(Natural language region descriptions)
-- Opening Marker --

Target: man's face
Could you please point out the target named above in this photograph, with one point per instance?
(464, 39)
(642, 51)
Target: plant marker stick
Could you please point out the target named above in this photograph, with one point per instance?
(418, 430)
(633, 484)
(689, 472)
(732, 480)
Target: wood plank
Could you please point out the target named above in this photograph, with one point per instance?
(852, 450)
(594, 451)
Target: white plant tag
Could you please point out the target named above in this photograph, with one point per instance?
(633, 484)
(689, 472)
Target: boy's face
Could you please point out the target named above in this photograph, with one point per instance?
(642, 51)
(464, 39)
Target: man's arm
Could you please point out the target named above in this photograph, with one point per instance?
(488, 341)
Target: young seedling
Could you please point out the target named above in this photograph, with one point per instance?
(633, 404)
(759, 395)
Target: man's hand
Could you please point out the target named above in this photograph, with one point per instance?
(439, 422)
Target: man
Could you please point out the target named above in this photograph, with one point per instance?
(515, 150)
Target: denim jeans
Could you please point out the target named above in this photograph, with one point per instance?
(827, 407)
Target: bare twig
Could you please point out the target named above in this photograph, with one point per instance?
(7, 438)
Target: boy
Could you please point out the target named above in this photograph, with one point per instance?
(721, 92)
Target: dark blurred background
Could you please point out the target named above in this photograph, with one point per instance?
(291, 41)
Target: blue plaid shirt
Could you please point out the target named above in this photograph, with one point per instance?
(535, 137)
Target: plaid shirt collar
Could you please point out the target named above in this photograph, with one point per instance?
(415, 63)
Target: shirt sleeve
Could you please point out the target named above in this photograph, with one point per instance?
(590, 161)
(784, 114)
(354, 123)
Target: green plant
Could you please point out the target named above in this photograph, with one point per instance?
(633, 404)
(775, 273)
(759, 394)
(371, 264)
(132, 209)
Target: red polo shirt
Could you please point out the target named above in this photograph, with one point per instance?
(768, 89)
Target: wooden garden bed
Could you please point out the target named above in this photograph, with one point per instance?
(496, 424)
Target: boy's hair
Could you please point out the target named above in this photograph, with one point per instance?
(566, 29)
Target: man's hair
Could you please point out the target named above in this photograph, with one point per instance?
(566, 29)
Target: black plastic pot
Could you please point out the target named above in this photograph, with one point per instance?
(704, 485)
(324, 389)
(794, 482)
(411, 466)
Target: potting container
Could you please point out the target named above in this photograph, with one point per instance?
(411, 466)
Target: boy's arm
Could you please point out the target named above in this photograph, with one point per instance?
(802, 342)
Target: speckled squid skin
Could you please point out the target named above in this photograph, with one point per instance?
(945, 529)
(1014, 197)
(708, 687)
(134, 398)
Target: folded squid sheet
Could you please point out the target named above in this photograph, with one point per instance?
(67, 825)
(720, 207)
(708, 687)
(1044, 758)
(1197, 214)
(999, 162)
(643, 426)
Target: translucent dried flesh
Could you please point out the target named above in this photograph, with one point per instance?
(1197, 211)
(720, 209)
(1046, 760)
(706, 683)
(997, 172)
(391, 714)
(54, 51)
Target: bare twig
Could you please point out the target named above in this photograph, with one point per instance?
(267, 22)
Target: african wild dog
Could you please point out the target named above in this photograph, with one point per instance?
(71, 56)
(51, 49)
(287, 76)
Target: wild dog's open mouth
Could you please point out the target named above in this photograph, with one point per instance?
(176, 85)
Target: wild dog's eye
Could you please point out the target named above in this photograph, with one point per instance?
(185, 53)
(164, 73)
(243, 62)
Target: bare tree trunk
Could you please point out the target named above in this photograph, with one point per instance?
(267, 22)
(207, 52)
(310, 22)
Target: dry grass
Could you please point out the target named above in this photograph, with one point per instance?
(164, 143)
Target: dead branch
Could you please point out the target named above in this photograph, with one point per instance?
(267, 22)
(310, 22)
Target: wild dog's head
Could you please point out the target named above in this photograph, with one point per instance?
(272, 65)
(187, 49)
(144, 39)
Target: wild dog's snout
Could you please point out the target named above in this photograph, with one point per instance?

-- Closing Marker --

◆ What is being asked
Copy each line above that has the word "plaid".

◆ Response below
Target: blue plaid shirt
Target: plaid shirt collar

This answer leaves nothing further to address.